About this task: The listing below is to be given again in full and word for word, without its images.
▼
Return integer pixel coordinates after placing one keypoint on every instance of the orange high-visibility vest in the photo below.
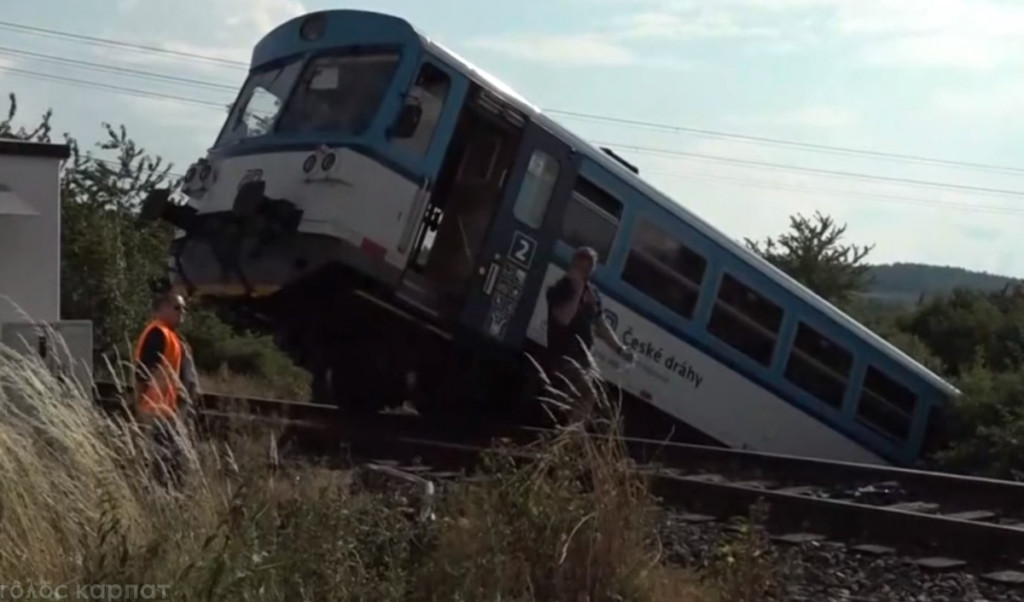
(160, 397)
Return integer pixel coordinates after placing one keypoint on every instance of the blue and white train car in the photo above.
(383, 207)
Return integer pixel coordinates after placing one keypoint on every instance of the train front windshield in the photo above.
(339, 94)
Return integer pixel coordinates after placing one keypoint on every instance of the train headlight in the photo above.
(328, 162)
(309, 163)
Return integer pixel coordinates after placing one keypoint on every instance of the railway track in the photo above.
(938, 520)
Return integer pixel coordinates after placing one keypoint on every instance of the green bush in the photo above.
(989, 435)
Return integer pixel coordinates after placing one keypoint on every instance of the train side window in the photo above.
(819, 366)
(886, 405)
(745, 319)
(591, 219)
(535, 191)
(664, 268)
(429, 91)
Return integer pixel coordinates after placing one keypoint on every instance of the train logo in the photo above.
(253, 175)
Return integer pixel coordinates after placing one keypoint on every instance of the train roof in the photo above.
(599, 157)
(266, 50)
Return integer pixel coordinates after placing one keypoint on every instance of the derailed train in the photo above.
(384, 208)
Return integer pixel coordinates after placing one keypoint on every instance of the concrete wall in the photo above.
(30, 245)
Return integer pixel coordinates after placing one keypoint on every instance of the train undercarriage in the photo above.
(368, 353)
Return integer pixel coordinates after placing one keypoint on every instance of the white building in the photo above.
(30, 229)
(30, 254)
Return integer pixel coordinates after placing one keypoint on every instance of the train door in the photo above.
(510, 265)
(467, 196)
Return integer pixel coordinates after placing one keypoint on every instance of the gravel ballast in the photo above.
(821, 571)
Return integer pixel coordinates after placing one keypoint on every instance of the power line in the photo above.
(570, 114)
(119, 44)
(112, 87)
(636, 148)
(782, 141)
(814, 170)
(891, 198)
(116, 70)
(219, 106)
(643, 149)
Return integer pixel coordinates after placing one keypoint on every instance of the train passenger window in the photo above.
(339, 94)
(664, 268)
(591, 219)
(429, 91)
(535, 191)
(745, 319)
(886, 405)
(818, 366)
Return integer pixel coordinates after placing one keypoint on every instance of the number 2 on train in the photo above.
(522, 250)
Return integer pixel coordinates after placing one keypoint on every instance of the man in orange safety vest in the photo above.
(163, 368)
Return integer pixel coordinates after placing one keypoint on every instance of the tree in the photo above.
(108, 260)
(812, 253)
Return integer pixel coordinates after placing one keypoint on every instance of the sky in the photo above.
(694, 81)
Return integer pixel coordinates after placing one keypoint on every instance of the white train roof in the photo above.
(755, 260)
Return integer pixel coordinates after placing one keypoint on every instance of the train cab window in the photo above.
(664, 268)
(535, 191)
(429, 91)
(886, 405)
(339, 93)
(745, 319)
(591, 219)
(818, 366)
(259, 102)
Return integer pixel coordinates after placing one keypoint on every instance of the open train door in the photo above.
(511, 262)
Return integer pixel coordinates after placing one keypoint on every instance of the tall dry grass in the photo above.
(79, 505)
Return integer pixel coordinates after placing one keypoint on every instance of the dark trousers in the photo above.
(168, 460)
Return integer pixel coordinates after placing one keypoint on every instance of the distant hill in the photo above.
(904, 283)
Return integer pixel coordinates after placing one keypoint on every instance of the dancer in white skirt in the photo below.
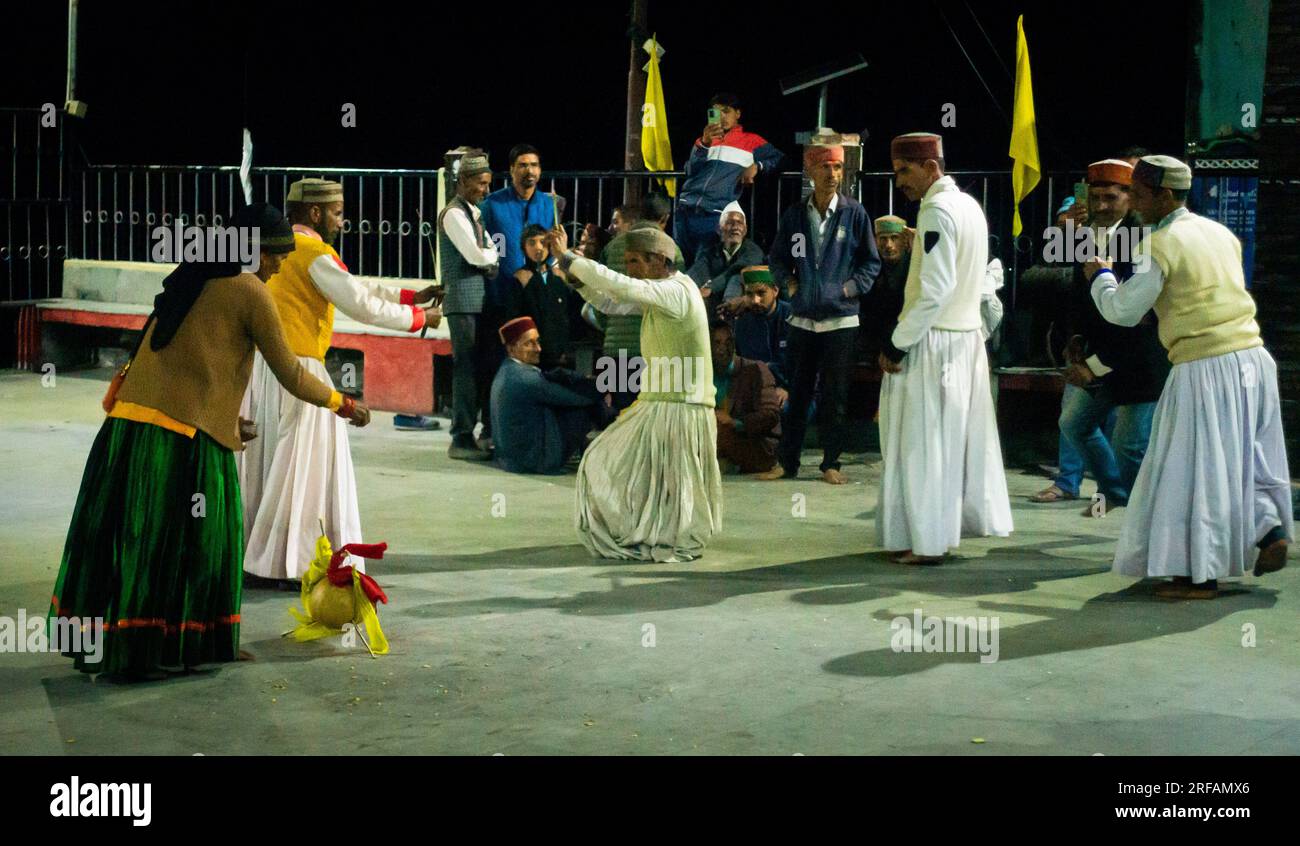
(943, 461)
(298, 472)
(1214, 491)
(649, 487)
▲
Solution for this task:
Return integer pixel coordinates after placing one keypoint on every instance of the orange high-visibility vest in the photo below.
(160, 397)
Return integer pixel coordinates after placing one keypoint on every instance of the blue and white train car in the photo above.
(383, 207)
Return integer pixel coordinates after placing one keypoint on every instance of the train front windshield in the photo above.
(339, 94)
Return integer pixel coordinates after placing one keypoint on every instance of the train headlight in the photo above.
(328, 162)
(309, 163)
Return integer pixel coordinates after placing one keypoint on every instance of the railway track in the photo above.
(938, 520)
Return integer pixel coordinates after placing one keypoint on every instance of the green bush in the photo above.
(989, 435)
Return integer pixel coordinates after placing one keypoint on every instance of the train side window in the photo above.
(819, 366)
(886, 405)
(745, 319)
(591, 219)
(535, 191)
(664, 268)
(429, 91)
Return integer pixel coordinates after placing one keypoint on every instance of the train logo in the photo above.
(253, 175)
Return integer pixel coordinates after placing one keypoint on every instance of the train roof in the photo above.
(599, 157)
(266, 50)
Return integer pixel coordinates after placing one keypoint on every instance of the derailed train in the photo above.
(384, 208)
Return integer pixel coordinates after placing one keypoint on every instance of the concrete wall in the photo above.
(30, 245)
Return integer pixel coordinates after placing one keypoint on every instance of the train undercarriage in the photo above.
(368, 353)
Return integer pixel coordinates after placing one keypoint on every instance of the white building in the photo above.
(30, 229)
(30, 254)
Return integer pixel coordinates after placing one keypoint on every instance of the train door in the photo above.
(510, 265)
(467, 196)
Return integer pixel coordinates after placing one keypoint on every instance of the gravel ballast in the photo above.
(821, 571)
Return integer pixel coordinates after placing one keypoint on every instance of the power line in the photo above.
(570, 114)
(119, 44)
(112, 87)
(636, 148)
(782, 141)
(814, 170)
(891, 198)
(116, 70)
(219, 106)
(643, 149)
Return integer pixel coordinates after placing one keypoint on every instance of the train passenger window in the photo above.
(339, 94)
(664, 268)
(591, 219)
(429, 91)
(535, 191)
(745, 319)
(886, 405)
(818, 366)
Return integer pixel coordinates after placing one keypoint on every instance of the number 2 on train in the photo above.
(522, 250)
Return integer pixel coordinates after placing one keypoint on every instance of the man in orange safety vest in the photo above.
(163, 368)
Return integer pixel coordinates after placing one keypoint on every instance of the tree in the photo above.
(108, 260)
(812, 253)
Return integer pixel coordinates after placing one keypoint on every instance of the sky in the photo above.
(694, 81)
Return integer pixel coordinates after placing one keypoint on every instance of the white train roof in the photo above.
(755, 260)
Return integer pixel coordinates after placing one keypoint on every instance of the train cab window in the photo above.
(664, 268)
(535, 191)
(429, 91)
(886, 405)
(339, 93)
(745, 319)
(591, 219)
(818, 366)
(259, 102)
Return integer pixel coordinates after placing one keypoint on every instance of the open train door in the photo above.
(511, 262)
Return integer pixel coordinates after placing one keypoint on every instance of the tall dry grass in the photo above.
(79, 505)
Return integer pixel coordinates after placing one keypoint on every instance of the dark trousers in the photo above.
(168, 460)
Return integer pixel coordinates after placing one keypoint on every instance of the distant hill in the photo above.
(904, 283)
Return integer pixel coordinates after placing one keypoint on every instance of the dancer in white skirt in the photo below.
(943, 461)
(298, 472)
(1214, 491)
(649, 487)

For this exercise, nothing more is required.